EXCERPTED TEXT:
One of the other prominent micro-drones in use is the Black Hornet, manufactured by Prox Dynamics. The British military began using Black Hornets in Afghanistan in 2012, according to the BBC, for surveillance purposes. The small helicopters weigh less than half a pound, and measure about four inches by one inch. They can’t go far, or fast — the range reportedly tops out at half a mile, and their top speed is 22 mph — but they can be piloted remotely or be given GPS coordinates and operate automatically. The Black Hornet is marketed as the first “commercially available Personal Reconnaissance System”, equipped with a lightweight camera that sends a video feed back to the operator, and is viewable on a tablet.

The upshot of all of this is that drone technology is progressing in all sorts of different directions. Some of them, like the Cicada and Black Hornet, are getting smaller. Some are capable of operating for longer periods, with more autonomy. The next generation of drones could have air-to-air capabilities, or sophisticated stealth and evasion technology, which no current UAVs have.

TASK SET:
1. Pull out every line of the entries that contains the string "target", treating uppercase and lowercase as different.
2. Please continue the drone passage, picking up right after its final sentence.
The drone passage has no connection to the entries.

DATA LINES:
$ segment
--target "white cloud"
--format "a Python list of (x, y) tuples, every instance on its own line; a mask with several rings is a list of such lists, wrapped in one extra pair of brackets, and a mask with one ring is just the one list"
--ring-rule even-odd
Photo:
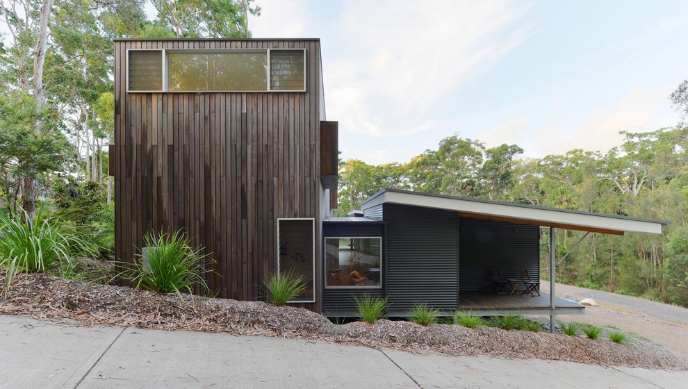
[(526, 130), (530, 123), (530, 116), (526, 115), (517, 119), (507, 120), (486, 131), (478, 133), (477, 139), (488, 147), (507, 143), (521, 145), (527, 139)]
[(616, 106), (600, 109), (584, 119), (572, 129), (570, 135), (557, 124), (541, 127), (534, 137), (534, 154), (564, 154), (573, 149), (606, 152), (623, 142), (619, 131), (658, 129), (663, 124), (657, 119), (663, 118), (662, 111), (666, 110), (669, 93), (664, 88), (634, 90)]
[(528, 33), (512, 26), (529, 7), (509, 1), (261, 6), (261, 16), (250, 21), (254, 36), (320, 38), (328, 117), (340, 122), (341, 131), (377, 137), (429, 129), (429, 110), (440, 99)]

==

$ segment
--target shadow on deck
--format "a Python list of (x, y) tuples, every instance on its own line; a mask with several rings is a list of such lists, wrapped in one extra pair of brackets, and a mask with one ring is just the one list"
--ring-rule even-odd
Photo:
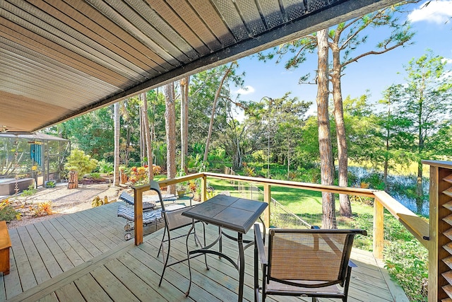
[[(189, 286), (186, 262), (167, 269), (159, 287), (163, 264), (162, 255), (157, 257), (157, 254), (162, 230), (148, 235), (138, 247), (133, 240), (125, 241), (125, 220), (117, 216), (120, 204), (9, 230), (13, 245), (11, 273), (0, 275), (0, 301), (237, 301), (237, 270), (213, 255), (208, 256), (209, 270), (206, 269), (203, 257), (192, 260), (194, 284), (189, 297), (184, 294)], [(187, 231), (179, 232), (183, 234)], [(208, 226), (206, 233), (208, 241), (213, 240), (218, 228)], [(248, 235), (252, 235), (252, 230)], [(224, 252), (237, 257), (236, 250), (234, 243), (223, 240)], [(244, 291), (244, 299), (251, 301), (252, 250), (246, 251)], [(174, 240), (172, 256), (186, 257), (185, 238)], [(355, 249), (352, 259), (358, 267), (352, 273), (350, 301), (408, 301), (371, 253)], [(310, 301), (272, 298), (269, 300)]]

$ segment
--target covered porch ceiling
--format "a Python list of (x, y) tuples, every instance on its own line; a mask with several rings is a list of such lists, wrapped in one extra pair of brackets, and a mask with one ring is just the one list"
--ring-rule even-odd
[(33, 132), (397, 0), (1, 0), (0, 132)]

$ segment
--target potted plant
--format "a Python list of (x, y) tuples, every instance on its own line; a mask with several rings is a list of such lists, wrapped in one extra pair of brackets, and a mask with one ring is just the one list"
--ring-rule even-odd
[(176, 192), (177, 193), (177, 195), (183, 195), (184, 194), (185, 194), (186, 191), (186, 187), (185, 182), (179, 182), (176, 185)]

ANSWER SET:
1.
--target "white cloud"
--target shadow on deck
--target covered porch ceiling
--target potted plant

2.
And what we know already, from the new report this week, is that drones are already changing the landscape of counterterrorism operations. They will also change the landscape for law enforcement and security services that want to crack down on dissent.

When drones can be given GPS coordinates, or a SIM card signal, or a biometric identifier, or any other of a number Big Data signatures, and simply let fly, can we really believe that governments won’t take advantage of that weapon? For now, the most pressing danger for the vast majority of civilians living in war zones is traditional weaponry, whether that’s Assad’s barrel bombs or the Pakistani fighter jets that have leveled villages in federally administered tribal areas in Pakistan. But the new generation of small, targeted killing machine might not be far away.